> **Given data**:
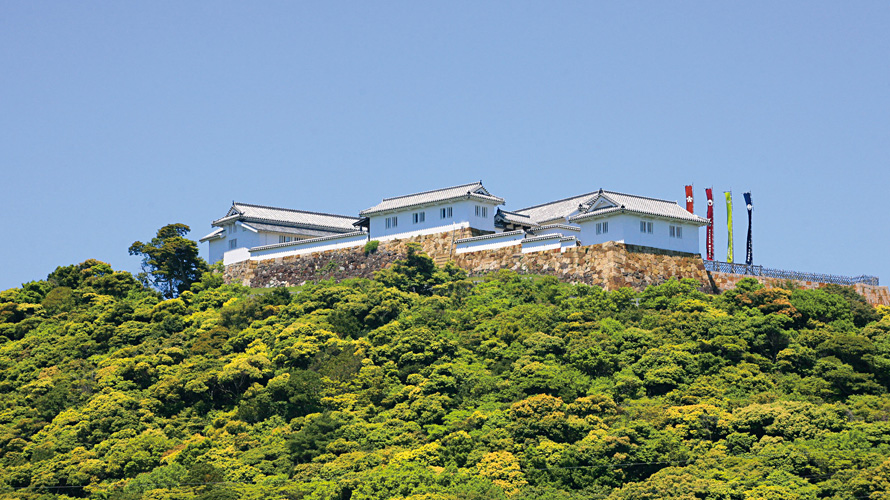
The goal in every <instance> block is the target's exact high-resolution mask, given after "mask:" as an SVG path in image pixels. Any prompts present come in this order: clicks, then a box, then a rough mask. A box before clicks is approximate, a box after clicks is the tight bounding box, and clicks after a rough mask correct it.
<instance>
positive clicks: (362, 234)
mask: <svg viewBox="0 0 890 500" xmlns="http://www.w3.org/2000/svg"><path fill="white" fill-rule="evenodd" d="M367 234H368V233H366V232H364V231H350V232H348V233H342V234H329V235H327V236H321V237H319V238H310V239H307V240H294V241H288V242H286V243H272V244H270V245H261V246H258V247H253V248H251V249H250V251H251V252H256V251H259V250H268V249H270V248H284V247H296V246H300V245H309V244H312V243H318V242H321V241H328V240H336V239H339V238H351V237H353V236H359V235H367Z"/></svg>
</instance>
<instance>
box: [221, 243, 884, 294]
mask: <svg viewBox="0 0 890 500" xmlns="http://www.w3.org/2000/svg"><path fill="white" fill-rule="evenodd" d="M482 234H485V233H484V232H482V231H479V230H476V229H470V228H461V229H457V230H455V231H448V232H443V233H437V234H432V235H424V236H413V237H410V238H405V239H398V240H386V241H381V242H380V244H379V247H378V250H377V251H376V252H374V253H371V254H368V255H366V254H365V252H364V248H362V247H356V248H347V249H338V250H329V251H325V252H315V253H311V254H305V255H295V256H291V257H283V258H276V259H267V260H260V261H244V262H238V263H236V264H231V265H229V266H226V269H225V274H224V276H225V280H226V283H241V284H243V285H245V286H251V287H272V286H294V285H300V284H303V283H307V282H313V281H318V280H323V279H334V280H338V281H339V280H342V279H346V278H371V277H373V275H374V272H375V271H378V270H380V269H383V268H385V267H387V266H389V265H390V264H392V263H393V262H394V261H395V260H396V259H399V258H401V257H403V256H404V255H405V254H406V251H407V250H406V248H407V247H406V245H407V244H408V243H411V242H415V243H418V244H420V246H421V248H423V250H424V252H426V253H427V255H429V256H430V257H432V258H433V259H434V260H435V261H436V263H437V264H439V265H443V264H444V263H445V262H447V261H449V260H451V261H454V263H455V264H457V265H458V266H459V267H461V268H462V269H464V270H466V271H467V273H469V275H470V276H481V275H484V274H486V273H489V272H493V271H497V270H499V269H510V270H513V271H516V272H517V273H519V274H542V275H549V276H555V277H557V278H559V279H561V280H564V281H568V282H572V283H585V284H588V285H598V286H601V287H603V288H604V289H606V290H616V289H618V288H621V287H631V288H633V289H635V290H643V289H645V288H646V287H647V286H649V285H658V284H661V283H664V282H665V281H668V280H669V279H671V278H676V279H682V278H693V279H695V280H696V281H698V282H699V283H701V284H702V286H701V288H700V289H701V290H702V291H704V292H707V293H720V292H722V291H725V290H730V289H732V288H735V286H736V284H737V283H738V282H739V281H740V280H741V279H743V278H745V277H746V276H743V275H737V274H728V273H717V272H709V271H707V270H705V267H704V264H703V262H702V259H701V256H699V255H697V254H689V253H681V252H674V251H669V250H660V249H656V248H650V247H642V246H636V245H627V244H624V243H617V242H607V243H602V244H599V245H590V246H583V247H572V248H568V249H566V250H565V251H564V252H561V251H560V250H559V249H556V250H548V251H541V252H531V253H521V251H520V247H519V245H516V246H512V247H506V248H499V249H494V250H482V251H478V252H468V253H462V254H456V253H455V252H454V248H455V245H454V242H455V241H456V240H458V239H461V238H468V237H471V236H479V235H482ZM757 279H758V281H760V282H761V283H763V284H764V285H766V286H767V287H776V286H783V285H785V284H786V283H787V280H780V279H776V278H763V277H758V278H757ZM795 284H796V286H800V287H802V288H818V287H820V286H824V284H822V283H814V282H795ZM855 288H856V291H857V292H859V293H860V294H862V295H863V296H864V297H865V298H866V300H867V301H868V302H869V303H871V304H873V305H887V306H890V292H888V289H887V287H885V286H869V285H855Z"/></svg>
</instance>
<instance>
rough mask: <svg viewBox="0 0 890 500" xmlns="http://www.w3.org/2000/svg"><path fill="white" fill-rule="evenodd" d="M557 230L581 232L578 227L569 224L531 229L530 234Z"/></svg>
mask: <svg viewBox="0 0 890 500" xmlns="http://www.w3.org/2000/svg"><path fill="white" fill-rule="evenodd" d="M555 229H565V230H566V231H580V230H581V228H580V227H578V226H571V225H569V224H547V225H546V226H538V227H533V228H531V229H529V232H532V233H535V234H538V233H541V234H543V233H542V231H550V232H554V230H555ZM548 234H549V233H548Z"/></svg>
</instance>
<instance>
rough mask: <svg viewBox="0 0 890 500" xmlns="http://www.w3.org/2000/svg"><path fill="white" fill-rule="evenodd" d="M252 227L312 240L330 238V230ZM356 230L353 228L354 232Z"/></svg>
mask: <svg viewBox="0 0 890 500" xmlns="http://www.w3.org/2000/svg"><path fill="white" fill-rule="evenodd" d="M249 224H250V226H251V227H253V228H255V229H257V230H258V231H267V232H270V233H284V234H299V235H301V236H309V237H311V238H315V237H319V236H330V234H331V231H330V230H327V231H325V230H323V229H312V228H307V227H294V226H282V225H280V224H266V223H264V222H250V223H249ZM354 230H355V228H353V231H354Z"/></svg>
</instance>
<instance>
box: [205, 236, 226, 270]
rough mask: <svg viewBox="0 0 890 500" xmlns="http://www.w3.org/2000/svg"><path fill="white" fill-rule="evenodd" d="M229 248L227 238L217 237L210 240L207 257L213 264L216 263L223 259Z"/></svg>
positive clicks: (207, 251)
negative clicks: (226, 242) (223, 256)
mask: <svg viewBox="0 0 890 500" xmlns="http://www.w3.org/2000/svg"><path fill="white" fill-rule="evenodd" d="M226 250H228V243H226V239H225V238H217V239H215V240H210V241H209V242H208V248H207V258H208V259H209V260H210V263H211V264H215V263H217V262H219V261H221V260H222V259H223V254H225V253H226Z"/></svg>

==

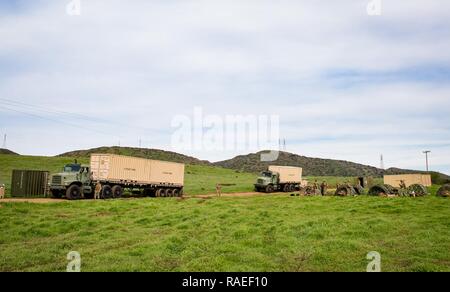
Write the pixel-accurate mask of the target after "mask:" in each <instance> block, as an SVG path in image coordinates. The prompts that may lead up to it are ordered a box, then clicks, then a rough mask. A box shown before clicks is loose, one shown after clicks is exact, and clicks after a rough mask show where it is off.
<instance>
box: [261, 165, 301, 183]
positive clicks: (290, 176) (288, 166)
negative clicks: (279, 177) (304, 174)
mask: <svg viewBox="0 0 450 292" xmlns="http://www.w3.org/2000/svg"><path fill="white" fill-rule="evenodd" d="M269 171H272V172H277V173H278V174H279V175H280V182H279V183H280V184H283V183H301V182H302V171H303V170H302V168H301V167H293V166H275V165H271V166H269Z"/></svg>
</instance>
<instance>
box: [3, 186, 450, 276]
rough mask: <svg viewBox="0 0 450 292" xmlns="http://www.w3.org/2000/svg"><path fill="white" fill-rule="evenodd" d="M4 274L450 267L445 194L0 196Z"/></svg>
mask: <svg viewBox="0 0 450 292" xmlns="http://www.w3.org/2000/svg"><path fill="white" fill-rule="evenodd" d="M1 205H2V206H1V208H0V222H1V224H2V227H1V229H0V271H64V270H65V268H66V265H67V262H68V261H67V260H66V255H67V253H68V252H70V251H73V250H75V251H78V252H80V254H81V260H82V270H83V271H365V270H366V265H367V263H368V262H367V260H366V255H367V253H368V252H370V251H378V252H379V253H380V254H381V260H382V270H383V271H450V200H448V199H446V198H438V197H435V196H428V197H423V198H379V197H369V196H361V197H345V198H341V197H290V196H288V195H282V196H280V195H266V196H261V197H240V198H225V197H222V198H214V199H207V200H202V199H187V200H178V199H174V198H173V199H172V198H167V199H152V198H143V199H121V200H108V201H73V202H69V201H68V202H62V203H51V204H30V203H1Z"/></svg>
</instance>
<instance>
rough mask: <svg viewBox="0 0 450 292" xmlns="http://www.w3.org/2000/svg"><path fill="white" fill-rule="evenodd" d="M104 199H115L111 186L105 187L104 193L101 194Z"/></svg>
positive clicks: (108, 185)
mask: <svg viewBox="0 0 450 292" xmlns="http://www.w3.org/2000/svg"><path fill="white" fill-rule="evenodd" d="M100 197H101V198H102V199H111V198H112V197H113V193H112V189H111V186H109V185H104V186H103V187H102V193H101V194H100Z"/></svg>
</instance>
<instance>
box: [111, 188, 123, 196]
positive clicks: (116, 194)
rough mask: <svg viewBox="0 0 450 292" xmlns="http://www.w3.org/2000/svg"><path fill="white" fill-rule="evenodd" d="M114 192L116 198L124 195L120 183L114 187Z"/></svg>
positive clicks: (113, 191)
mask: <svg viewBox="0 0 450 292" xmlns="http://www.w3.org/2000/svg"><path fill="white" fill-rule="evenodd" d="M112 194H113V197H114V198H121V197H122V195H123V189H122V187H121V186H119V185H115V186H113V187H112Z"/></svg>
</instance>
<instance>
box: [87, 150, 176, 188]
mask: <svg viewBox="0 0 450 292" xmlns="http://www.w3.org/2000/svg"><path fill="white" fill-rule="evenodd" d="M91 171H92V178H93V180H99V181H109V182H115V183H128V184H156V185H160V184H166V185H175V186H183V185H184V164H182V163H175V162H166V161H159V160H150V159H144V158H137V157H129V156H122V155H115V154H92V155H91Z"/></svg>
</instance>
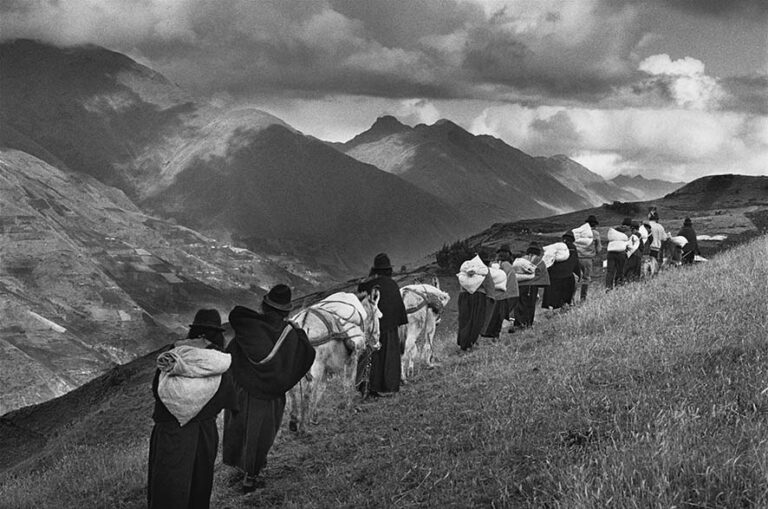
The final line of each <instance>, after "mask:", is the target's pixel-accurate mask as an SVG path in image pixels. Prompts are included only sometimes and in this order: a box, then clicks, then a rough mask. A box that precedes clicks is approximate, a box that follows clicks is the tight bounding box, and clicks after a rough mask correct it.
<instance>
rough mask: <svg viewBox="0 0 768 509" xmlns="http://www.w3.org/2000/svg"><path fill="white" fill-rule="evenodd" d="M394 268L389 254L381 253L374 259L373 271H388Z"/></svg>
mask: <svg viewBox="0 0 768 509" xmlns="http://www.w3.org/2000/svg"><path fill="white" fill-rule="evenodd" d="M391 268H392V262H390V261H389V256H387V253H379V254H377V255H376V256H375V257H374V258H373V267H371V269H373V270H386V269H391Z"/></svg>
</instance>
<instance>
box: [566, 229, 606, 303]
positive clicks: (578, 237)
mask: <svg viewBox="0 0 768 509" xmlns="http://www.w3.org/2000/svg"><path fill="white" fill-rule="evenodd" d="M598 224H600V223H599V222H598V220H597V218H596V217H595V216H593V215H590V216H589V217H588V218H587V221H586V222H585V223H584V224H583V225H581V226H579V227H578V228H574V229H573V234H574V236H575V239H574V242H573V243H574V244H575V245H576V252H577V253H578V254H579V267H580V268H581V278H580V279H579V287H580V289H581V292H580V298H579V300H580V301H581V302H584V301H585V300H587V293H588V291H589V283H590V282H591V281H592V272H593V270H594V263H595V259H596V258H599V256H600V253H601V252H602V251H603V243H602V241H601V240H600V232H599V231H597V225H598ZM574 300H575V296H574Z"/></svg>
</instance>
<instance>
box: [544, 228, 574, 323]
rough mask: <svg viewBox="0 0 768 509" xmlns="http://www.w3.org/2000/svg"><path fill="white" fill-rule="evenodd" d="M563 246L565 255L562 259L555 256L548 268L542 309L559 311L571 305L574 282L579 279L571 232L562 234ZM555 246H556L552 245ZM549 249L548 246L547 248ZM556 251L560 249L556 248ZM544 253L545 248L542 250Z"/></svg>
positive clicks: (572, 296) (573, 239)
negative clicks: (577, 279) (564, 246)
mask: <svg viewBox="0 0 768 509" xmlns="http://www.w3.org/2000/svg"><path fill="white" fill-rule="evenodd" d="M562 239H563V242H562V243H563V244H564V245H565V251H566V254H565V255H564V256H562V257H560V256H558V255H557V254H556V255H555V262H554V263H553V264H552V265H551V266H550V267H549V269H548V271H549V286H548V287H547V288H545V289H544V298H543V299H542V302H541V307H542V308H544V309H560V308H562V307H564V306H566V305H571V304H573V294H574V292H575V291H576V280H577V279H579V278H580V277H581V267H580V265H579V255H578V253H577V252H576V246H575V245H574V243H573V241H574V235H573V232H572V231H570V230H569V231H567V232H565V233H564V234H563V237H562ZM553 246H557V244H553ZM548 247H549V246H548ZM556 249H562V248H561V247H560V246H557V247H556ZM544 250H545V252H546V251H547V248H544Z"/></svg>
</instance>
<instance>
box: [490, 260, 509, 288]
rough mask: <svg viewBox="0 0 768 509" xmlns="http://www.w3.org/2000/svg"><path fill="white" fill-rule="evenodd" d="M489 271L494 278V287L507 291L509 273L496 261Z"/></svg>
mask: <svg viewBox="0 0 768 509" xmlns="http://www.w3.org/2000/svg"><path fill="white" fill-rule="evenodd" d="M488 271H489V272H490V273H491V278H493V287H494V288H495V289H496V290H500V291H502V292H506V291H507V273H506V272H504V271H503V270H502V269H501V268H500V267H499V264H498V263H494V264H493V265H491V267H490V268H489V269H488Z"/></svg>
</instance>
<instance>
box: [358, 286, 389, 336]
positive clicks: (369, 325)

> **Task prompt**: Set down exactly the lines of the data above, beginning with the line that has "box: [566, 229, 606, 303]" and ending with the line that has "positive clicks: (572, 296) (573, 239)", and no others.

> **Result**:
box: [566, 229, 606, 303]
positive clicks: (578, 237)
mask: <svg viewBox="0 0 768 509" xmlns="http://www.w3.org/2000/svg"><path fill="white" fill-rule="evenodd" d="M598 224H600V223H599V222H598V220H597V218H596V217H595V216H593V215H590V216H589V217H588V218H587V221H586V222H585V223H584V224H583V225H581V226H579V227H578V228H574V229H573V234H574V236H575V239H574V242H573V243H574V244H575V245H576V252H577V253H578V254H579V267H580V268H581V278H580V279H579V287H580V289H581V292H580V298H579V300H580V301H581V302H584V301H585V300H587V293H588V291H589V283H590V282H591V281H592V272H593V270H594V263H595V259H596V258H599V256H600V253H601V252H602V251H603V243H602V241H601V240H600V232H599V231H597V225H598ZM574 300H575V296H574Z"/></svg>
</instance>
<instance>
box: [544, 228, 574, 323]
rough mask: <svg viewBox="0 0 768 509" xmlns="http://www.w3.org/2000/svg"><path fill="white" fill-rule="evenodd" d="M563 246L565 255L562 259L555 256L548 268L542 309L559 311L571 305L574 282L579 279L571 232L562 234ZM555 246H556L552 245ZM549 249L548 246L547 248ZM556 251L560 249L556 248ZM544 253L545 248L542 250Z"/></svg>
positive clicks: (572, 296) (573, 239)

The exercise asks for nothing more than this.